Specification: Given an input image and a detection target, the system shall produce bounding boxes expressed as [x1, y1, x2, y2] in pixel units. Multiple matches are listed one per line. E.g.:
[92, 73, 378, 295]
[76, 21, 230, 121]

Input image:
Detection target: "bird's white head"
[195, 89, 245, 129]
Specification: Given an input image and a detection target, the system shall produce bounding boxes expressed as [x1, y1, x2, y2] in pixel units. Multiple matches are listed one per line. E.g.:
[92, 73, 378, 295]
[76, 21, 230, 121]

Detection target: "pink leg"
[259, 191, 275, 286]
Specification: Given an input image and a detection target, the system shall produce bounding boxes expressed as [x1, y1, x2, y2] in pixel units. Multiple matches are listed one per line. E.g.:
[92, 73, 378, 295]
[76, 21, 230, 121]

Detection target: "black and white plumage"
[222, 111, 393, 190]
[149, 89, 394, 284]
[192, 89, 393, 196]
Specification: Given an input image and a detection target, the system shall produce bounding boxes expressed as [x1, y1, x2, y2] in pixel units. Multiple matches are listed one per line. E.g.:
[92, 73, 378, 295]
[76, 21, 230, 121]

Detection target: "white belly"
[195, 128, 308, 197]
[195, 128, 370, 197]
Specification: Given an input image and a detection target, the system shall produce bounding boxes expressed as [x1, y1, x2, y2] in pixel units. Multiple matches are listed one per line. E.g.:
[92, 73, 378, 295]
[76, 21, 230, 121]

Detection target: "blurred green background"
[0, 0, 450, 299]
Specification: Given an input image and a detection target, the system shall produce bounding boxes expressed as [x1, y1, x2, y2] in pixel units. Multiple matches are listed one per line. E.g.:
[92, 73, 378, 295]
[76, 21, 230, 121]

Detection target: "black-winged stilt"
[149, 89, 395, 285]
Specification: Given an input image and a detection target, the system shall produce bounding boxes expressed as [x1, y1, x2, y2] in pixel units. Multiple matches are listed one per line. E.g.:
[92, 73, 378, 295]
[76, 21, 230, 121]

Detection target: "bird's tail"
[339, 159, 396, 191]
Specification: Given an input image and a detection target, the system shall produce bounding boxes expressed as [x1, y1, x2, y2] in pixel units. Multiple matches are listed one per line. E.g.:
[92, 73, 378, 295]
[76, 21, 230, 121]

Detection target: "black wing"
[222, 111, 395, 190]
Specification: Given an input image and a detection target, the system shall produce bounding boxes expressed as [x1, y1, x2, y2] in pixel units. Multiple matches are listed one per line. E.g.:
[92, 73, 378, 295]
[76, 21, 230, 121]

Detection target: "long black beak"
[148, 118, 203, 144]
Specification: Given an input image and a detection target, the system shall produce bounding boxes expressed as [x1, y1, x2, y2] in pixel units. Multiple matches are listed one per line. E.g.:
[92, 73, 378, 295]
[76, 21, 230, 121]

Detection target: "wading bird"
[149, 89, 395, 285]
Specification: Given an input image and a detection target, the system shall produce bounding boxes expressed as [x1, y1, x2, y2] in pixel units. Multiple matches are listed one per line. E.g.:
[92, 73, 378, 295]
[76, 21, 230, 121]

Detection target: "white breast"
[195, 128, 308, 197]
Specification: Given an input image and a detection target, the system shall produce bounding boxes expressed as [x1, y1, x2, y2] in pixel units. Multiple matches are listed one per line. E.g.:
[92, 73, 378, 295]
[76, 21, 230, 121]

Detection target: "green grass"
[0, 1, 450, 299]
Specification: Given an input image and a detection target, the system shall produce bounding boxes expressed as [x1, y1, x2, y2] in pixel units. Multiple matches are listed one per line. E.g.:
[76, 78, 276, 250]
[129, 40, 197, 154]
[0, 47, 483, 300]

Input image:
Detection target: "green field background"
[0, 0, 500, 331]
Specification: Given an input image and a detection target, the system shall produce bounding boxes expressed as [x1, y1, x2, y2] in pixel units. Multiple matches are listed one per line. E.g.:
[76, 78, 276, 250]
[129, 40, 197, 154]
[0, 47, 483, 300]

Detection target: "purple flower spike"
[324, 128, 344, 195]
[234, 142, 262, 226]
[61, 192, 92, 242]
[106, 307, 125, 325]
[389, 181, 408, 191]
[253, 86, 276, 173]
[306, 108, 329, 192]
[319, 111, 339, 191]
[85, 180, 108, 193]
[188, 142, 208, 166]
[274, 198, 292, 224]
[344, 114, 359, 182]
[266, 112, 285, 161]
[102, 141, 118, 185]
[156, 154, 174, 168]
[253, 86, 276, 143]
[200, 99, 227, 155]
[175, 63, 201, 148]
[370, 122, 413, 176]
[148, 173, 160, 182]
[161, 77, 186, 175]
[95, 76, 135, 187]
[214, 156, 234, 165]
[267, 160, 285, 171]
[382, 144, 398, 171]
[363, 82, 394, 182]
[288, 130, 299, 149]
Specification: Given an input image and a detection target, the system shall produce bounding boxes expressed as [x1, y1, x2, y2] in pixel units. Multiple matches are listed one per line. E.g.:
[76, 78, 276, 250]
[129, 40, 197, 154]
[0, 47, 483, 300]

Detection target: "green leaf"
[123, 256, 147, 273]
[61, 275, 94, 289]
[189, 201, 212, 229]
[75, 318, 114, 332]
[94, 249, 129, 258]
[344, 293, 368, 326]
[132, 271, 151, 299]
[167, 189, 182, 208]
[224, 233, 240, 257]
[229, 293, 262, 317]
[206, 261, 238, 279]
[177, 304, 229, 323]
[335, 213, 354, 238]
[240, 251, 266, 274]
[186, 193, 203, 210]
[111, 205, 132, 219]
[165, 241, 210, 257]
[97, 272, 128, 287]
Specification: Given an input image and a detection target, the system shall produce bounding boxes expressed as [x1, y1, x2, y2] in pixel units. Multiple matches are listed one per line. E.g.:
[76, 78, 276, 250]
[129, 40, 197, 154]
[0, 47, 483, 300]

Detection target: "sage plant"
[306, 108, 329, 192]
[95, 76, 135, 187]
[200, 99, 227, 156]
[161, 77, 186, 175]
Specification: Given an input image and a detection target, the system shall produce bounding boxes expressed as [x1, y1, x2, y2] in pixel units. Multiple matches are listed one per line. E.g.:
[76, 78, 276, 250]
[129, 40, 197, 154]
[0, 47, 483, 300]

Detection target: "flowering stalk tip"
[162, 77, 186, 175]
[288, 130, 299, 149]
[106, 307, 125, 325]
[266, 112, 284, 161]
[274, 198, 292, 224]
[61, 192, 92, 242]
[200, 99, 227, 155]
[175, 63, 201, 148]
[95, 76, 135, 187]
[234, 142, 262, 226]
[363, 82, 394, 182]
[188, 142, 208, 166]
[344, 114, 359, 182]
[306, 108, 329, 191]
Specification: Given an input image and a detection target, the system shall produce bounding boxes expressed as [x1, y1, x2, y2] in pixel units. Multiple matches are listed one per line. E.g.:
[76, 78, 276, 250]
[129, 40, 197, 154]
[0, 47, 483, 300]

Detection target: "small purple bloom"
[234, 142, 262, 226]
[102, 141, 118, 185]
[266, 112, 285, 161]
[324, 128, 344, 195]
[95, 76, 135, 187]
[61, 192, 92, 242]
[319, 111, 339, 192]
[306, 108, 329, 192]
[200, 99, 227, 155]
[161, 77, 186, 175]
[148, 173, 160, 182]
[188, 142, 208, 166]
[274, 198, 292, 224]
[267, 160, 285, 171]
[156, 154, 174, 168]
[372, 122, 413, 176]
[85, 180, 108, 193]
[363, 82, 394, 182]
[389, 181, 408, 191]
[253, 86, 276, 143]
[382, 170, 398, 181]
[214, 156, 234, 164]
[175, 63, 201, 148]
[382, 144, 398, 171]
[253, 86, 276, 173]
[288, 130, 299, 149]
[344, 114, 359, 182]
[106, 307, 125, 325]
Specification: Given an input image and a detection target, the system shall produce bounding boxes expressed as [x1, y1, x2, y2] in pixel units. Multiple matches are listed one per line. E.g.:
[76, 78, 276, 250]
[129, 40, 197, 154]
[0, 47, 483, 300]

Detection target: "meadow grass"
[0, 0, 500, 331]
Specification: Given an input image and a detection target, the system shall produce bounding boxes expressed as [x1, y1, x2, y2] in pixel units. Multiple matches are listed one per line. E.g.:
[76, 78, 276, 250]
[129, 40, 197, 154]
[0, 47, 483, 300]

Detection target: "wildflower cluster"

--

Copy word for word the lines starting at the beginning of the lines and ending at the line containing "[259, 191, 275, 286]".

Specification: Given an input image and a detection target, the system shall produce bounding boxes expressed as [x1, y1, x2, y2] in pixel units. Multiple matches are listed one per line. E.g.:
[92, 73, 378, 295]
[76, 21, 230, 121]

Input image:
Detection target: "bird's white head"
[195, 89, 245, 129]
Specification: Given an input image and a detection target, the system shall produce bounding boxes expressed as [x1, y1, x2, y2] in pixel units. Multiple matches are listed one per line. E.g.:
[92, 73, 378, 295]
[76, 21, 230, 121]

Detection target: "pink leg"
[259, 191, 275, 286]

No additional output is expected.